WORK ORDER 1:
Answer these from the article on month-5 baby sleep routines:
(a) What may the baby try to reach for when lying on their back?
(b) What are the two main stages of a sleep cycle?
(c) How long is a sleep cycle for babies as young as 5 months old?
WORK ORDER 2: List every motion activity that the article on month-5 baby sleep routines says the child may like.
WORK ORDER 3: Continue the article on month-5 baby sleep routines, starting after its last sentence.

QUOTED PASSAGE:
Month 5: Understanding sleep routines

Month 5: Understanding sleep routines

As their alert time becomes longer, Your Child will enjoy spending time playing with the surroundings, and you may start thinking about establishing sleep routines.

How are you and your baby
After discovering their hands, your baby will be grabbing everything within reach, and they may try to reach for their toes when lying down on their back. The ability to grab is a big development; It shows that they are becoming self-aware and learning about their body parts, and specifically, they are developing hand-eye coordination.

In terms of play and social skills, Your Child is now less easily startled by big sounds, may enjoy musical toys, and may like different motion activities, such as swinging, rocking, bouncing, or even dancing.

As your baby spends less time sleeping and more time practicing crucial life skills, it may be harder to spot cues like hunger or tiredness. You may want to observe your child’s changing behaviors more closely to understand changes in their sleep cycles so you can adjust their routines accordingly.

What is a baby’s sleep cycle
A sleep cycle consists of two main stages of sleep called Non-REM sleep and REM sleep. A cycle starts when the baby falls asleep, enters Non-REM sleep, which consists of light and deep sleep, and then moves on to deep REM sleep where dreams can happen. A typical cycle for an adult is 90 minutes, while babies as young as 5 months old have 50-60 minutes.

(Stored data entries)
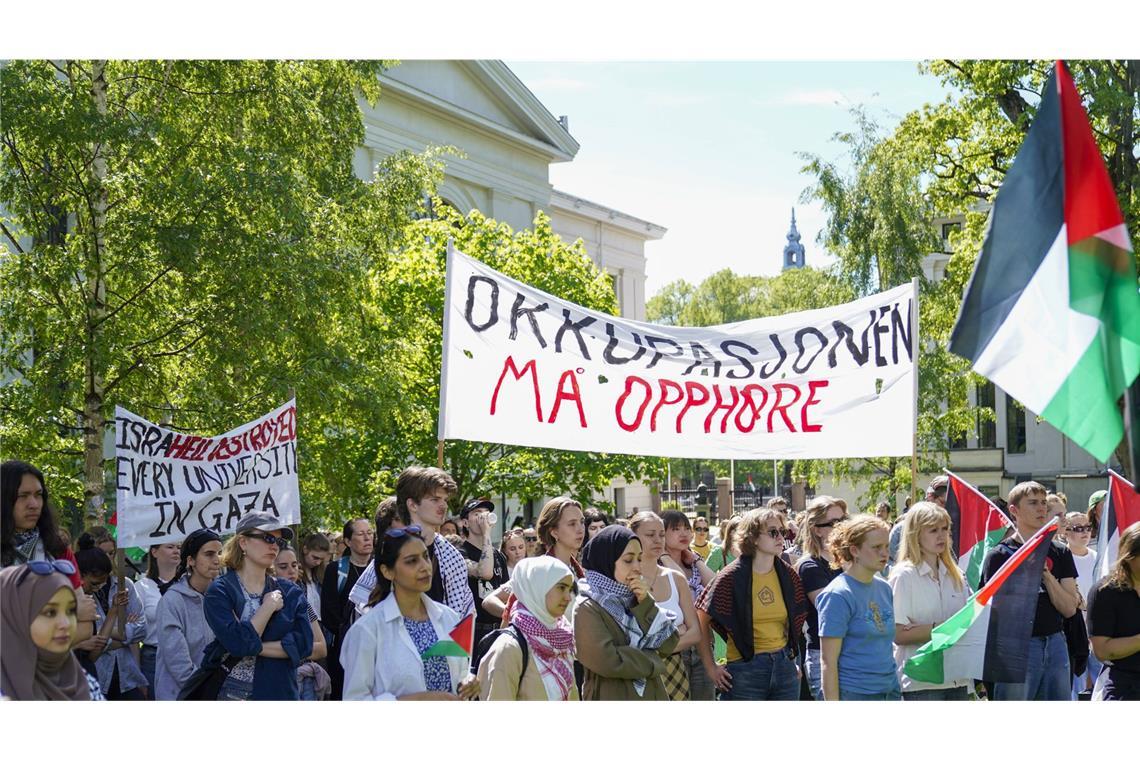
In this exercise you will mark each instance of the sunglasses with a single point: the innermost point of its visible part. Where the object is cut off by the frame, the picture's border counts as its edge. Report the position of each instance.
(397, 532)
(270, 539)
(45, 568)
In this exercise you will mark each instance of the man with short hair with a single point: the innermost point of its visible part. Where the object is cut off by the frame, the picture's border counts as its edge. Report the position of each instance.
(421, 499)
(486, 565)
(1048, 675)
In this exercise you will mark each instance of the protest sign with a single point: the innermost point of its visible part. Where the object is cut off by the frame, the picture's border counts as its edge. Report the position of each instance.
(170, 483)
(526, 368)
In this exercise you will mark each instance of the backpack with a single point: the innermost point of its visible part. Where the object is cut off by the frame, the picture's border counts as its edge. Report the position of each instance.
(485, 646)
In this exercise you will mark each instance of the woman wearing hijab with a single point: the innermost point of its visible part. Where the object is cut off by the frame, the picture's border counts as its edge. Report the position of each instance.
(39, 630)
(621, 635)
(544, 588)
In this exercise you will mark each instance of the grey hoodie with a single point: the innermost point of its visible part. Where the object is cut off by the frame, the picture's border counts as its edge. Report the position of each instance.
(182, 637)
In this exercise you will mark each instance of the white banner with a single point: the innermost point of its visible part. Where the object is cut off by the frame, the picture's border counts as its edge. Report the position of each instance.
(526, 368)
(170, 483)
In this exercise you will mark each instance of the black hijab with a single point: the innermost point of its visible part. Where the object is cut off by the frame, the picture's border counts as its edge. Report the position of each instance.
(602, 552)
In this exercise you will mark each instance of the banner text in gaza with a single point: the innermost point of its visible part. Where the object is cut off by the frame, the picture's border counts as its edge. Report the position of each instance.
(154, 441)
(882, 338)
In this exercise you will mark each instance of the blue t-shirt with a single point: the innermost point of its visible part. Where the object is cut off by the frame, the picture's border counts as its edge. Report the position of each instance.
(863, 615)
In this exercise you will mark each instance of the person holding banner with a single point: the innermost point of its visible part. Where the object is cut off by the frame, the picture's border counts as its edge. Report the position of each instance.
(928, 589)
(161, 573)
(385, 655)
(119, 672)
(670, 591)
(857, 615)
(621, 635)
(1049, 676)
(823, 513)
(1114, 623)
(758, 605)
(545, 589)
(257, 618)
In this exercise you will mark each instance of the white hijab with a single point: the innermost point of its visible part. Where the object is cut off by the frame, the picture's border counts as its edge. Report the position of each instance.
(532, 579)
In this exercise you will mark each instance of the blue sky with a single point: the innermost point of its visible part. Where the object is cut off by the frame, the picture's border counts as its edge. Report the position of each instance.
(708, 149)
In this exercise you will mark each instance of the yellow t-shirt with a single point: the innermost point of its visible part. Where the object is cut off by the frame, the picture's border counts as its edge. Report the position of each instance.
(770, 617)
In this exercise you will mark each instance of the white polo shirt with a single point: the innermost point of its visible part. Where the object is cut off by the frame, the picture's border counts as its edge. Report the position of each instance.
(920, 599)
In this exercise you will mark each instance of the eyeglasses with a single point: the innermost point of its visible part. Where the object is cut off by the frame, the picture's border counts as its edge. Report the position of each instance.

WRITTEN REPLY 1:
(a) Their toes.
(b) Non-REM sleep and REM sleep.
(c) 50-60 minutes.

WRITTEN REPLY 2: Swinging, rocking, bouncing, dancing.

WRITTEN REPLY 3:
Typically, young babies may move around and grunt during the early stage of Non-REM sleep, but once they settle into the deep sleep stage, they become still. During any periods of REM sleep or when transitioning from one cycle to the next, they may awaken. Babies spend 50% of their sleep in the REM cycle, whereas adults spend only 20% — this is why Your Child may wake up more often during expected long night sleep.

Generally, babies this age require about 15 hours of sleep a day in total, with night sleep of about 10-12 hours and 2 or 3 naps during the day.

Sleep is vital to Your Child’s healthy developments. During each stage of sleep, the body and brain go through necessary repairs and growth. At this age when Your Child’s urge to explore is so strong that they hardly settle down, it is necessary to have predictable routines to help your little one get adequate sleep.

How to establish sleep routines

Healthy sleep associations: Sleep associations refer to common factors that a baby depends on to fall asleep, such as sucking on breast or rocking. To establish healthy sleep habits, you can help your baby fall back to sleep — if awakened during the transition to the next cycle — by creating independent associations of night sleep, such as a dark environment and a boring but peaceful atmosphere before going to bed. So, when the baby wakes up, they see the same environment they fell asleep in and do not get scared.

Predictable bedtime routines: For children whose temperament makes it more challenging to settle down to sleep, having a bedtime routine can help. Knowing what to expect — finishing activities in the same order before sleep every day — helps prepare a calmer mental state.

Co-sleeping: If your child is not ready to be away from you, co-sleeping can be a great way to help your baby fall asleep without physically helping them. Knowing that you are there next to them gives them the security to fall back to sleep.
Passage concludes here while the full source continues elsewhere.